Exercise objective - Write out the part of the leadership passage that opens with the words containing "Here’s one example" and closes with "to the challenge.".

Passage -
[Start of Attachment]

If you want to see how you’re doing as a leader, look at your direct reports. Here are some specific questions to ask yourself about your direct reports:

  • Where are they coming from? If every one of your direct reports comes from outside the company, you’re probably not investing much in a leadership development engine.
  • How are they different from one, five, and ten years ago? Are they more effective and successful in their roles than they were formerly? Leaders should improve in their character, competence, and chemistry by working with you. You should be leading them to improved performance.
  • Do they give you what your company needs from its leaders—particularly in this season? Look at your company and think of the top five crucial leadership qualities your company needs. What are the non-negotiables? Then rank your current direct reports in those categories. 
  • What do they think of you? Just about every CEO thinks he’s great but few stop to ask the question, “How am I doing?” or “How can I improve?”

Here’s one example of how to lead direct reports: 

Gene Kranz, played by actor Ed Harris, trusts the information that people bring him and casts a clear vision going forward. This combination creates a passion to work hard and achieve success. His direct reports rise to the challenge.

This Forbes article says that the number one reason leadership development fails is because it is confused with training. The author puts it this way: “Training focuses on best practices, while development focuses on next practices.”

I love that. Are you thinking about what comes next for your leaders and your direct reports? And are they doing the same—thinking about what comes next?

Impact

In an earlier article, I argued that the decision-making matrix for companies must include both profit and impact. When your company has an option that makes sense in both categories, it’s something of a no-brainer.

But I want to dig a bit deeper here on the idea of impact. At its core, this is a challenge to begin with the end in mind. Or as Simon Sinek titled his book, Start with Why.

[End of Attachment]

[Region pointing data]
[Start of Attachment]

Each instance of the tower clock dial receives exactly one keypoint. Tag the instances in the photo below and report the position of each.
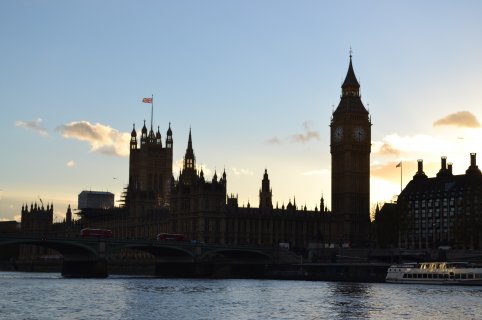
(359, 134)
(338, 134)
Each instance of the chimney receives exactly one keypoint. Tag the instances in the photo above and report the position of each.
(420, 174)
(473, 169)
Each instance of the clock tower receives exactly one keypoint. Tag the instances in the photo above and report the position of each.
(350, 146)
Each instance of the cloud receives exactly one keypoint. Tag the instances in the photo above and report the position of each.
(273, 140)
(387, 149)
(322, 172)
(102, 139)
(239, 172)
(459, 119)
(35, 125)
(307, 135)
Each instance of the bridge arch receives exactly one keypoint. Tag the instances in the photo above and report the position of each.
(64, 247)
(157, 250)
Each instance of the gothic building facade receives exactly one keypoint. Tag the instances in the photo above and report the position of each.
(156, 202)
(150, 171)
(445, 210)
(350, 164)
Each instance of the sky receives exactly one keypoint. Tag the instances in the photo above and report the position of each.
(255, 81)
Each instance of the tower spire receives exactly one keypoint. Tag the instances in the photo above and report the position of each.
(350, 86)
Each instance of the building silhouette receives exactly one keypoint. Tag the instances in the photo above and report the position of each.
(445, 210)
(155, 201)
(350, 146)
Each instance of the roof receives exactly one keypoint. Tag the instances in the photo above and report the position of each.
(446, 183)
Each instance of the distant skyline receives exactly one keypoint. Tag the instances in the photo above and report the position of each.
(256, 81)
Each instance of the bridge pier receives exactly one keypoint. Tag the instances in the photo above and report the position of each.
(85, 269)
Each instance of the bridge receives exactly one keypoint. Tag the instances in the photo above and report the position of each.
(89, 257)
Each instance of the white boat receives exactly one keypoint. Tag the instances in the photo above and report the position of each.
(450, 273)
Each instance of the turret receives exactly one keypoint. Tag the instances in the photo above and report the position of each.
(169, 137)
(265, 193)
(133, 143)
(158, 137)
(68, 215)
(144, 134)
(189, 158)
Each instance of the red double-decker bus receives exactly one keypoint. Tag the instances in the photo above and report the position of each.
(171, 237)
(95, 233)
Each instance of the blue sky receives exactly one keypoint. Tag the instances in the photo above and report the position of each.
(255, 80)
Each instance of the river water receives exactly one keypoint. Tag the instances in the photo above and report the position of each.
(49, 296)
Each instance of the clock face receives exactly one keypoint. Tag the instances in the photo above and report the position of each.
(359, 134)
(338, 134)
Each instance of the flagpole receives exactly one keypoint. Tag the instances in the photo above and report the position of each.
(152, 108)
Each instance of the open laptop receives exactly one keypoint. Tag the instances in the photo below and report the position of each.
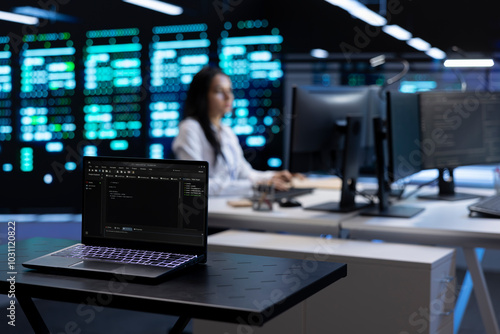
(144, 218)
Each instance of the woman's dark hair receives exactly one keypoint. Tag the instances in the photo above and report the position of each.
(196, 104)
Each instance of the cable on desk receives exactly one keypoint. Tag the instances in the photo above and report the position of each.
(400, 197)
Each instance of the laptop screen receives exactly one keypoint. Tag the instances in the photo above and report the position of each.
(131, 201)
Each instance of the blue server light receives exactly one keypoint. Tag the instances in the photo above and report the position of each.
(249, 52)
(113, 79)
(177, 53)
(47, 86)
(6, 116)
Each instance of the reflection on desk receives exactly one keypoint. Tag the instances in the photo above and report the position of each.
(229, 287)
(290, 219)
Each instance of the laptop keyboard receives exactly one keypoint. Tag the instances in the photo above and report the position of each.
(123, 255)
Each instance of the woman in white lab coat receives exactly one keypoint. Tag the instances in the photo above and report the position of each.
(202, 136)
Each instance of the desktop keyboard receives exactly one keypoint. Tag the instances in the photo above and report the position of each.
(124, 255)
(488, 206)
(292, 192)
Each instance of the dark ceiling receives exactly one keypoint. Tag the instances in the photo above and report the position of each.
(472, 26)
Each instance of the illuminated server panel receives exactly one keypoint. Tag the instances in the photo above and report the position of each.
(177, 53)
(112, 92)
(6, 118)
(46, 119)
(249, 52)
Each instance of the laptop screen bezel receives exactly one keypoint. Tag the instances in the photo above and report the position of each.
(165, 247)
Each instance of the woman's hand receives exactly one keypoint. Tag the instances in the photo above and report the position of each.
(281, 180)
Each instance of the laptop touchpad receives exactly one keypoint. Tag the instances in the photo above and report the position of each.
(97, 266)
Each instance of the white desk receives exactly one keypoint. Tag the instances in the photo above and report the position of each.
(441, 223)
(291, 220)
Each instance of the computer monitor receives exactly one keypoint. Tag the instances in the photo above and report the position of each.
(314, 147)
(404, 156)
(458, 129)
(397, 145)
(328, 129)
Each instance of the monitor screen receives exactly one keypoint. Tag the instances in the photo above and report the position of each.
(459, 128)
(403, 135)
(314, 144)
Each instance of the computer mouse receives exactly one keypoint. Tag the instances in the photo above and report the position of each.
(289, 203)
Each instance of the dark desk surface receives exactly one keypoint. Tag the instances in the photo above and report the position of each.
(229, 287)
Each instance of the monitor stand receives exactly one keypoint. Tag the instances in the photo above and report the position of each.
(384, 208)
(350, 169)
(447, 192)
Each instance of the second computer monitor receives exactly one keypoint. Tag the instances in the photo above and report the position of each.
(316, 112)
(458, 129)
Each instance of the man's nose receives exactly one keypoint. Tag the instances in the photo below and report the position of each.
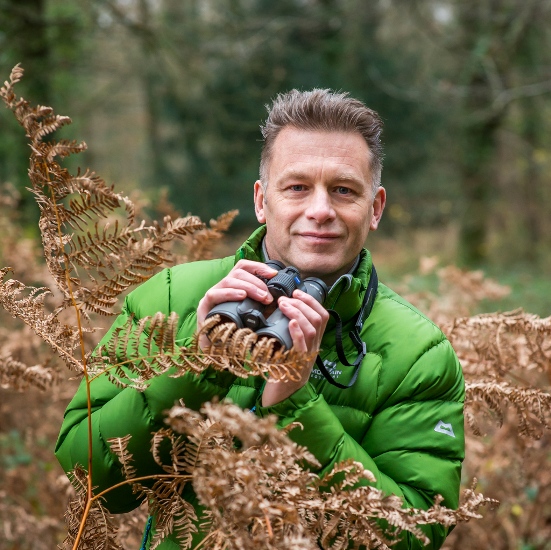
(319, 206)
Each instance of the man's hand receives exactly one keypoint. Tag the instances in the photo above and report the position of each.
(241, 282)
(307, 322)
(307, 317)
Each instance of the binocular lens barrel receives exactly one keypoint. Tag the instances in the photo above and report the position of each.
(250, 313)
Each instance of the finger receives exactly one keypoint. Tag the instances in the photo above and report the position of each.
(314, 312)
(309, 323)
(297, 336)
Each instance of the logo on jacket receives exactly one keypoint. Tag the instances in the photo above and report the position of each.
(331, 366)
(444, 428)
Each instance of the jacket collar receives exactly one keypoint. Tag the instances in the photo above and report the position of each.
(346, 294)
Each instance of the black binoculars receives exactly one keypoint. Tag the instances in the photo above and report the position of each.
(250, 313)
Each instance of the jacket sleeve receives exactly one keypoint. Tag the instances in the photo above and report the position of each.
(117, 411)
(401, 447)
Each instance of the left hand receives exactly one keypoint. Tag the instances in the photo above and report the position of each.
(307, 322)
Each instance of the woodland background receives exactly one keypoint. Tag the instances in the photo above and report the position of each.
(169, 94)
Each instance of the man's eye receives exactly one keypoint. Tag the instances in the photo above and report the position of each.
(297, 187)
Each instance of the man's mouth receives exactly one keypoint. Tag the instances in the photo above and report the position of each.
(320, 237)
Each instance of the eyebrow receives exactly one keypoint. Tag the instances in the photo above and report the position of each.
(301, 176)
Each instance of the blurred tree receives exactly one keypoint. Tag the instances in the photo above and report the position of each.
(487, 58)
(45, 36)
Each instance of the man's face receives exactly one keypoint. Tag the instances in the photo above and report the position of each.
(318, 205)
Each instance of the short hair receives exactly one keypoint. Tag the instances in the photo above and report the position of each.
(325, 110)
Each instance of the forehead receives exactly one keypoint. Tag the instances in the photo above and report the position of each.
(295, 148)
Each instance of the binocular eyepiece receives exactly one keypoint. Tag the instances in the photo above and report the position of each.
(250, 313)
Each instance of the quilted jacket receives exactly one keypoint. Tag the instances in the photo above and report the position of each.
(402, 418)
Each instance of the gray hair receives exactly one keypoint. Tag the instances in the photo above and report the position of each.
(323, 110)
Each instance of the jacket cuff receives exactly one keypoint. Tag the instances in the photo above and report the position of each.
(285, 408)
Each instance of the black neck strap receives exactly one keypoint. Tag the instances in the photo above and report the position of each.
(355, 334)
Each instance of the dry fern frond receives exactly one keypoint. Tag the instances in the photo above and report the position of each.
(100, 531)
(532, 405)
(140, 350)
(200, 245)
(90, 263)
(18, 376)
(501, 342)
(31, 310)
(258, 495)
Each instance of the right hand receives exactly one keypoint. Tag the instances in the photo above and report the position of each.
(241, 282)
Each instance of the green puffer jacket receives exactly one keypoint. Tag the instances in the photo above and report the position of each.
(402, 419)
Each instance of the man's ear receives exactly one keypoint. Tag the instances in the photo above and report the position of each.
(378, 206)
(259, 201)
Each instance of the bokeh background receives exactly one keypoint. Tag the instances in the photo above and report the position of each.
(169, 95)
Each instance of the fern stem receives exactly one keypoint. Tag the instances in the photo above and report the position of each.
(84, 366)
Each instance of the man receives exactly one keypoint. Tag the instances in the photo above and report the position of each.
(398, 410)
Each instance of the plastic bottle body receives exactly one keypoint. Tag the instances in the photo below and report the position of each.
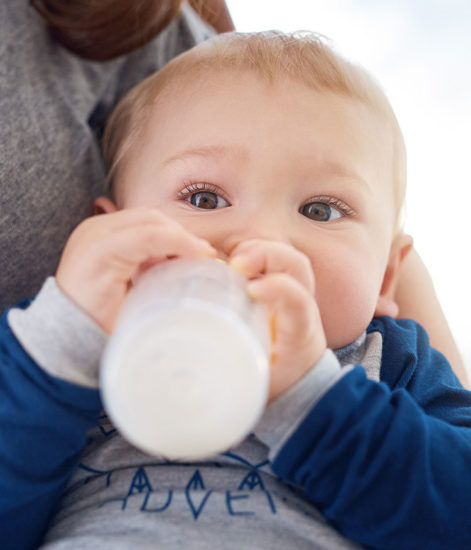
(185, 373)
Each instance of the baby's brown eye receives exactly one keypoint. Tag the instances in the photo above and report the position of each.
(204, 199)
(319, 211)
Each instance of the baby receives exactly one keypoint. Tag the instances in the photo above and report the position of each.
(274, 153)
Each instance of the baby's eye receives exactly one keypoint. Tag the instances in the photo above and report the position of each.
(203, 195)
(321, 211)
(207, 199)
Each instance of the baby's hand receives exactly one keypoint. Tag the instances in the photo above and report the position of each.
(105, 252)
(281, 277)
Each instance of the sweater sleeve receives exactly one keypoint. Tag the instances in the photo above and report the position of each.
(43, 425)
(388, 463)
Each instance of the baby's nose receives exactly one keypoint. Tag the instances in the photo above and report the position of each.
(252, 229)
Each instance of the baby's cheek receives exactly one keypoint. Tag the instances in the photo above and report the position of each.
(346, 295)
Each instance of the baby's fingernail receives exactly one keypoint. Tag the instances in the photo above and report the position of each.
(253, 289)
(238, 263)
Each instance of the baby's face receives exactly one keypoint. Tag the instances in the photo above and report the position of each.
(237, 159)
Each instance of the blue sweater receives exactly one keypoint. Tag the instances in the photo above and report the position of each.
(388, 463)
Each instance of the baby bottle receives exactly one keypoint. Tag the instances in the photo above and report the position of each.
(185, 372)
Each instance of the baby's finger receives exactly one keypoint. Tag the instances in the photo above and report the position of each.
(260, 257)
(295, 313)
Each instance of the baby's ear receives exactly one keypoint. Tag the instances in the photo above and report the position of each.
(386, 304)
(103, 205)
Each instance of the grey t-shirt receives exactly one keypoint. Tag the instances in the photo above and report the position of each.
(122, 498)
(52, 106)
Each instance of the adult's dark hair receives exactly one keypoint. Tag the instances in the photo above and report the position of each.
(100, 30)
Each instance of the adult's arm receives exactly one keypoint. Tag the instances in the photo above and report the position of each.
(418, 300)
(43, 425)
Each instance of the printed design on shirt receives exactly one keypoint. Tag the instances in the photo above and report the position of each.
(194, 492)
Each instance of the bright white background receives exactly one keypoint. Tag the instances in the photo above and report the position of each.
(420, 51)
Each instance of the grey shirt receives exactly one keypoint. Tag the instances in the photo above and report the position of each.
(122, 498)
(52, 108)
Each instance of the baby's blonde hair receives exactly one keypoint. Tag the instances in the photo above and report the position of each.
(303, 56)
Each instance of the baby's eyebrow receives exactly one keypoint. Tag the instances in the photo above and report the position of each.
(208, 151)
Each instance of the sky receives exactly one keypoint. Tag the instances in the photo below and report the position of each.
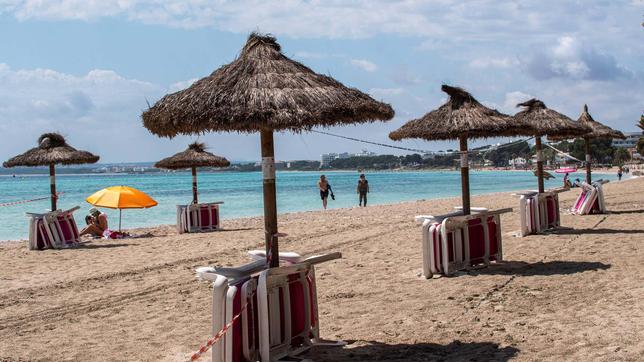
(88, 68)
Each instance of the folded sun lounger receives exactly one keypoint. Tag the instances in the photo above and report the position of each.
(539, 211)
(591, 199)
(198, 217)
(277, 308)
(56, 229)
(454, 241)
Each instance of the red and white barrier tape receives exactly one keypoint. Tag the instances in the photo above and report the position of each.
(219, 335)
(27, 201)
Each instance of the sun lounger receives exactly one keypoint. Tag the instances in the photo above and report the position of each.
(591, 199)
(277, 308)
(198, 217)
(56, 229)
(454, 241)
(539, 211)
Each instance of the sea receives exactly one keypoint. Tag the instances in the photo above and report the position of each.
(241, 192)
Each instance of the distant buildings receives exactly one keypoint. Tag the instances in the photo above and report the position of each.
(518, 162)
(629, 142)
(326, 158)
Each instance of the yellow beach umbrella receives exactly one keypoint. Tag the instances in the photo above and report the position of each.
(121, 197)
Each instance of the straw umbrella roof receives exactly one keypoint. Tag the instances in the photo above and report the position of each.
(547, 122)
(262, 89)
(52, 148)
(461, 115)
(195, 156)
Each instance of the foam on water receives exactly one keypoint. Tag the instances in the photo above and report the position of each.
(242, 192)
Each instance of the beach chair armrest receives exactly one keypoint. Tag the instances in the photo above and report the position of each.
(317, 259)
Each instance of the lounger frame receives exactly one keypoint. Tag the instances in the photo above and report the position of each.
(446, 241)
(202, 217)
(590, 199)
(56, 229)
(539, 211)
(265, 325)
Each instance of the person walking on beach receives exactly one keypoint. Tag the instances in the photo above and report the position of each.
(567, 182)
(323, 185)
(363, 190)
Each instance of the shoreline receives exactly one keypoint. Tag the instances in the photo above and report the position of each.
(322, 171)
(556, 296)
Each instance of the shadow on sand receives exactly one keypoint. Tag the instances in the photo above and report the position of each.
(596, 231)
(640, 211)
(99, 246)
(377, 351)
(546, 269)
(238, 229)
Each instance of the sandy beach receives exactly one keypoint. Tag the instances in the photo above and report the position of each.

[End of Attachment]

Answer section -
Here’s one example of how to lead direct reports: 

Gene Kranz, played by actor Ed Harris, trusts the information that people bring him and casts a clear vision going forward. This combination creates a passion to work hard and achieve success. His direct reports rise to the challenge.